BEGIN Supplied data
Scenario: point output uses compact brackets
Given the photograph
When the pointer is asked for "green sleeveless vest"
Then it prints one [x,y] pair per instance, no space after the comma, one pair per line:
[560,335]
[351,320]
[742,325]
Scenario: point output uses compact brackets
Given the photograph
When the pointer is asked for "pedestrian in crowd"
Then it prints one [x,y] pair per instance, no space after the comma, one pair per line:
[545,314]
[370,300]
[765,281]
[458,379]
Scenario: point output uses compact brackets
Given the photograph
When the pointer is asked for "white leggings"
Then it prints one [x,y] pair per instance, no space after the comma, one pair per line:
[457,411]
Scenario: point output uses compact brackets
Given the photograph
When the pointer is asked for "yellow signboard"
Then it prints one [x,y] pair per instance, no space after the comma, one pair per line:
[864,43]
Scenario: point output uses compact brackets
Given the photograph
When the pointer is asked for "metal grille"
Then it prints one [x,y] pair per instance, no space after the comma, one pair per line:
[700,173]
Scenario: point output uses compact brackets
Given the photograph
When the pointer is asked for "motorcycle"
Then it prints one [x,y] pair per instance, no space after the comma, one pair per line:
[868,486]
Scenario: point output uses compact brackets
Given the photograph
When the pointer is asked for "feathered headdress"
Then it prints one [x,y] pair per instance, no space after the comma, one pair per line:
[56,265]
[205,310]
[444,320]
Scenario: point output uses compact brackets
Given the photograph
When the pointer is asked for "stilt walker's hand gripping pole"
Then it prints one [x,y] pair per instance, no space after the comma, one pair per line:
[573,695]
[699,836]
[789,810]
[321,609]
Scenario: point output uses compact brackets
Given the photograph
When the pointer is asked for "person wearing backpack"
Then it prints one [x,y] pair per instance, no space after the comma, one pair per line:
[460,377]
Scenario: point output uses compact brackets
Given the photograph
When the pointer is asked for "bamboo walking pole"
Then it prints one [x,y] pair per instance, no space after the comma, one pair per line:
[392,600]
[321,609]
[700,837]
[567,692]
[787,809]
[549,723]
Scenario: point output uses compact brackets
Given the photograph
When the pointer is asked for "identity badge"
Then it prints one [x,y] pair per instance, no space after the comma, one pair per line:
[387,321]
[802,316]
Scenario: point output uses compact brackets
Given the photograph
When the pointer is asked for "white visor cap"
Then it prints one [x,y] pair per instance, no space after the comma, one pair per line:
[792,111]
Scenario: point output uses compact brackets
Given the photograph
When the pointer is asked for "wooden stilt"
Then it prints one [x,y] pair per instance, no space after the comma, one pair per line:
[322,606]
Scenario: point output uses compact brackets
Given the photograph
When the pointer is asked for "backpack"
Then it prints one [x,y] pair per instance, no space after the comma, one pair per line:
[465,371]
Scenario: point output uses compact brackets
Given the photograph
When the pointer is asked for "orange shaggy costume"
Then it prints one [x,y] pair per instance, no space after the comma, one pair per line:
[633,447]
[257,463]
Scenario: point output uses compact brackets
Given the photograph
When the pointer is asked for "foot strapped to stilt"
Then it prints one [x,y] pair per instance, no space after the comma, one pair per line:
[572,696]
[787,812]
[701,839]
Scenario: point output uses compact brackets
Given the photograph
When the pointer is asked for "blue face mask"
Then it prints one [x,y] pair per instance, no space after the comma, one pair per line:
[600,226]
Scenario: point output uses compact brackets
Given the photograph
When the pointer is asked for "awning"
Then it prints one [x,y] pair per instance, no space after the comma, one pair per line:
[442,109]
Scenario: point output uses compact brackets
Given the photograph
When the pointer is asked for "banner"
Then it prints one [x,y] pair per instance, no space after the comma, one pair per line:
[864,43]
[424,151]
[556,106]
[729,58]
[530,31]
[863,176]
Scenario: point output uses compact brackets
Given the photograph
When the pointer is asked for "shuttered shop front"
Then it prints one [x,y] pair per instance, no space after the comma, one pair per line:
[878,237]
END Supplied data
→ **What is needed**:
Go through the data and return every record exactly.

→ **Completed exercise**:
Scenario: point output uses compact brackets
Given the photograph
When the pointer is asked for "green sleeveless vest"
Then it prints one [x,y] pair per instance, no space after the comma, one pair per line:
[560,335]
[351,320]
[742,325]
Scenario: point output uses compact brackets
Given the photograph
When the pointer is asked for "pedestrian in crowd"
Then it prints one [x,y] pair per instance, no space after the comma, one pair per line:
[545,314]
[370,300]
[765,281]
[458,379]
Scenario: point output uses compact brackets
Given the photograph
When the pointer is asked for "white leggings"
Then it prints one [x,y] pair per instance, no space after the comma, one pair per line:
[457,411]
Scenario: point output uses compact brackets
Given the photograph
When the pointer is asked for "yellow signboard"
Then it prints one [x,y] pair per instance, no space after the comma, one pair per line:
[864,43]
Scenario: point output uses compact brackets
Given the photograph
When the pointer is asked for "metal grille"
Then it prints one [x,y] pair per instance, no space after the comma, one pair per line:
[700,173]
Scenario: point output uses compact brackets
Given the photograph
When the pointer is asked for "motorcycle"
Then it prints one [x,y] pair per instance, no space after the comma, one pair per line:
[868,486]
Scenario: point output uses compact brackets
Given the photograph
When the pointer is asked for "feathered headdress"
Then it prints one [x,y] pair per instance, no space after the comma, one pair per line:
[56,265]
[205,310]
[444,320]
Scenario: point output uses compact brackets
Given the photograph
When the pointer is asked for "stilt walker's hand gripping pole"
Then it prints one [x,y] pair per instance, no space after the comma, one pair per line:
[573,695]
[699,836]
[789,810]
[321,609]
Scenario: point output uses compact brackets
Given the photograph
When the pointer is asked for "person wearing backpack"
Then it prints one [x,y] pair per instance, no space after the comma, one pair per line:
[460,377]
Scenario: point output uses compact brackets
Given the photograph
When the pointer is asked for "bamboo walking pole"
Then it prints one [x,y] pair per instance, no space after the comma, one pair per line:
[392,600]
[321,609]
[700,837]
[567,692]
[787,809]
[549,723]
Scenario: point output uses compact brackets
Given the photograph
When the pointer is asked for "identity badge"
Then it prints one [x,y] pair per instance, no space after the comma, one pair per line:
[387,321]
[802,316]
Scenario: point output uses compact brackets
Given the photograph
When the pointer is asked for "white visor cap"
Then it prints one [x,y] pair per instance, no space after the comma, one pair per line:
[792,111]
Scenario: point output uses compact brackets
Given the photograph
When the pointer is asked for "wooden stilt"
Then it prints one [x,y] pair per instance, no space after the comma, one pair per line:
[322,606]
Scenario: point output uses compact brackets
Given the photograph
When the pointer is asked for "backpack"
Then it prints one [x,y] pair per instance, no space after the comma, one pair per line:
[465,371]
Scenario: point output uses compact brackets
Given the photograph
When the pointer is asked for "orange shaggy costume"
Then it prints one [x,y] pair per instance, no space after the comma, one pair per line:
[633,447]
[257,463]
Scenario: point output uses compact brackets
Given the photograph
When the pointer is asked for "foot strapped to stilt"
Then it prints one [x,y] pair per instance, no space after the comma, one pair per line:
[572,696]
[787,812]
[701,839]
Scenario: point output uses compact brackets
Given the photograph
When the pointer is asked for "blue face mask"
Then it prints one [x,y] pair per instance, no space after the comma, one pair per line:
[600,226]
Scenario: point output uses compact brackets
Given the photograph
When the pointer is asked for "awning"
Then it prints one [x,y] pair per instance, no space after the comma, one pair per line:
[442,109]
Scenario: point output uses compact brackets
Given the photograph
When the pointer is asked for "banner"
Then it prints one [x,y] pair per instance, no space after the comma, one pair per line:
[864,43]
[424,151]
[556,106]
[729,58]
[530,31]
[863,176]
Scenario: point output uses compact brackets
Given the photograph
When the pointer is asked for "shuttered shop front"
Then it prints one [x,y] pair per instance, no space after the comma, one pair per line:
[878,237]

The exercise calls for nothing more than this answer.